- Input:
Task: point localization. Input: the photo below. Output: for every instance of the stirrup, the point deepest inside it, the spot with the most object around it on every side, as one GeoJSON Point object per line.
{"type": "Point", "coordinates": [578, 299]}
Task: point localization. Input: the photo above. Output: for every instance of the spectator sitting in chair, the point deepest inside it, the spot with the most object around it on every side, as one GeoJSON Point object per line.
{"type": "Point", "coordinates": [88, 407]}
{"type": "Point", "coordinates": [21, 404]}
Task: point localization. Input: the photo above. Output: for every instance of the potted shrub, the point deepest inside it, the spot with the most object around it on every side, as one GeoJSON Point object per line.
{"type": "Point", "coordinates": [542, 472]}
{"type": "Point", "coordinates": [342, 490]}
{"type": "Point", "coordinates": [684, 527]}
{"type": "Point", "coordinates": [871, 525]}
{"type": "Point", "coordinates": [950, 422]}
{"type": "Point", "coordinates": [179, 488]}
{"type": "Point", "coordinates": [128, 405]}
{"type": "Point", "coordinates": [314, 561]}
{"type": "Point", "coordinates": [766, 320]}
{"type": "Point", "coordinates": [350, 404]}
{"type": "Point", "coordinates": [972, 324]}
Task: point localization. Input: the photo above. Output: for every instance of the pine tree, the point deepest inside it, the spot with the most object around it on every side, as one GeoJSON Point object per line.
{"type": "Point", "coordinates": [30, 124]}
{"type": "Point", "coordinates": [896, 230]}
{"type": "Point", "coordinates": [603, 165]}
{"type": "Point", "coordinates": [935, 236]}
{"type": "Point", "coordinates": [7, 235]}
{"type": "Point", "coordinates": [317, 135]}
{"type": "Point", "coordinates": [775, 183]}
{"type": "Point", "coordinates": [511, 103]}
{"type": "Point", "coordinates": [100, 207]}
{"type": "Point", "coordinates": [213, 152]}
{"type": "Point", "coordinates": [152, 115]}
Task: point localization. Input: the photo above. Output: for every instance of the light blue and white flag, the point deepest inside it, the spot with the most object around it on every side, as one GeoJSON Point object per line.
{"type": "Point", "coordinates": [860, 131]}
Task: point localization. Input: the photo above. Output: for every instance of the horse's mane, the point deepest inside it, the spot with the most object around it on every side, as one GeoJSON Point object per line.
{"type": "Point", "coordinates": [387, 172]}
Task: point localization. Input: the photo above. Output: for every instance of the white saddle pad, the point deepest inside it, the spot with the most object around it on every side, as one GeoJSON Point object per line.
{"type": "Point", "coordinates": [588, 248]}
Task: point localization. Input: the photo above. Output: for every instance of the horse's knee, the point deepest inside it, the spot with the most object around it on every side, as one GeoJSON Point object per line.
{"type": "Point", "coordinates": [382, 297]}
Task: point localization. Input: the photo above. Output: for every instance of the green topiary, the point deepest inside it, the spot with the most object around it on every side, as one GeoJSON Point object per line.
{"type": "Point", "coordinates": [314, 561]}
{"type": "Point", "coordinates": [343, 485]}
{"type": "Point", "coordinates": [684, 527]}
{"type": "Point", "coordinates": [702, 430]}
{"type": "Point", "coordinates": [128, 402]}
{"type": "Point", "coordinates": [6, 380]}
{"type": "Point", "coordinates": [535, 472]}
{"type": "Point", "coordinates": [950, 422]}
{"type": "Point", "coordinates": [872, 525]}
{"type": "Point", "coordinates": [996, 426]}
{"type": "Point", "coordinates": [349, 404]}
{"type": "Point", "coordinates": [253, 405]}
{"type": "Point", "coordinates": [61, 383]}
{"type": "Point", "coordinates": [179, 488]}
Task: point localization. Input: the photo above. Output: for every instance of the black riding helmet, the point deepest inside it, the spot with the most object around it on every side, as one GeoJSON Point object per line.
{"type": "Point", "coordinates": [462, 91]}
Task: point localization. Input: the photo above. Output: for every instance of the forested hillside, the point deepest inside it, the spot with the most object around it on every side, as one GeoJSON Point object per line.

- Objective:
Write out all of the records once more, exactly.

- The result:
Task: point localization. Input: the photo below. Output: for every instance of the stirrup, the point deepest inside it, the spot with the most object around it on every side, as one GeoJSON Point object per line.
{"type": "Point", "coordinates": [578, 299]}
Task: point localization. Input: the photo above. Output: for every instance of the spectator sitting in chair, the point deepest inside it, the spot with the most object around it on every side, as one GeoJSON Point object per line.
{"type": "Point", "coordinates": [88, 407]}
{"type": "Point", "coordinates": [21, 404]}
Task: point localization. Input: the photo above. Output: for every instance of the potted shrub, the point deepest inside it, the spot with the most object around it on every side, as one GeoJSON Point object per line.
{"type": "Point", "coordinates": [542, 472]}
{"type": "Point", "coordinates": [342, 490]}
{"type": "Point", "coordinates": [684, 527]}
{"type": "Point", "coordinates": [871, 525]}
{"type": "Point", "coordinates": [950, 422]}
{"type": "Point", "coordinates": [179, 488]}
{"type": "Point", "coordinates": [128, 405]}
{"type": "Point", "coordinates": [314, 561]}
{"type": "Point", "coordinates": [766, 320]}
{"type": "Point", "coordinates": [350, 404]}
{"type": "Point", "coordinates": [972, 324]}
Task: point localization. Input: the photo above. Output: for every instance of the pine tree, the point deepest inside it, the spot with the most object around it on every side, as one GeoJSON Point object per line.
{"type": "Point", "coordinates": [30, 124]}
{"type": "Point", "coordinates": [896, 230]}
{"type": "Point", "coordinates": [603, 165]}
{"type": "Point", "coordinates": [935, 236]}
{"type": "Point", "coordinates": [7, 235]}
{"type": "Point", "coordinates": [317, 135]}
{"type": "Point", "coordinates": [775, 183]}
{"type": "Point", "coordinates": [511, 103]}
{"type": "Point", "coordinates": [100, 207]}
{"type": "Point", "coordinates": [213, 152]}
{"type": "Point", "coordinates": [152, 115]}
Task: point localization. Input: the photo above. Output: for every instance of the light blue and white flag, the point deepest inside it, the spot with the most object around it on every side, as one GeoJSON Point object per line.
{"type": "Point", "coordinates": [860, 131]}
Task: point localization. Input: the photo above. Output: for every instance of the horse's mane, the point deepest inside it, the spot with the most object around it on every side, as one GeoJSON Point object per line.
{"type": "Point", "coordinates": [387, 172]}
Task: point localization. Input: the photo above. Output: for every instance of the white saddle pad, the point deepest inside it, the spot with the most object around it on every side, as one GeoJSON Point object per line.
{"type": "Point", "coordinates": [588, 248]}
Task: point localization. Input: the photo above. Output: for every instance of the horse's knee, the point deepest inside it, the spot with the most object around it on every side, as one GeoJSON Point object per line.
{"type": "Point", "coordinates": [382, 297]}
Task: point localization. Input: the photo above. Output: for every instance of the green topiary, the point deepest inside it, the spot with the most object around it on every side, as one GeoJSON Point object per line.
{"type": "Point", "coordinates": [314, 561]}
{"type": "Point", "coordinates": [343, 485]}
{"type": "Point", "coordinates": [684, 527]}
{"type": "Point", "coordinates": [702, 430]}
{"type": "Point", "coordinates": [128, 402]}
{"type": "Point", "coordinates": [6, 380]}
{"type": "Point", "coordinates": [535, 472]}
{"type": "Point", "coordinates": [950, 422]}
{"type": "Point", "coordinates": [872, 525]}
{"type": "Point", "coordinates": [996, 426]}
{"type": "Point", "coordinates": [349, 404]}
{"type": "Point", "coordinates": [253, 405]}
{"type": "Point", "coordinates": [61, 383]}
{"type": "Point", "coordinates": [179, 488]}
Task: point localization. Input: the photo above. Output: for every instance of the black riding helmet, the point deepest inside it, the spot with the most object around it on every side, as one GeoJSON Point object per line.
{"type": "Point", "coordinates": [462, 91]}
Task: point localization. Input: the photo above. Output: for every instance of the forested hillside, the point deepest inside it, the spot with the most object around it on every side, as one GeoJSON Point object per line.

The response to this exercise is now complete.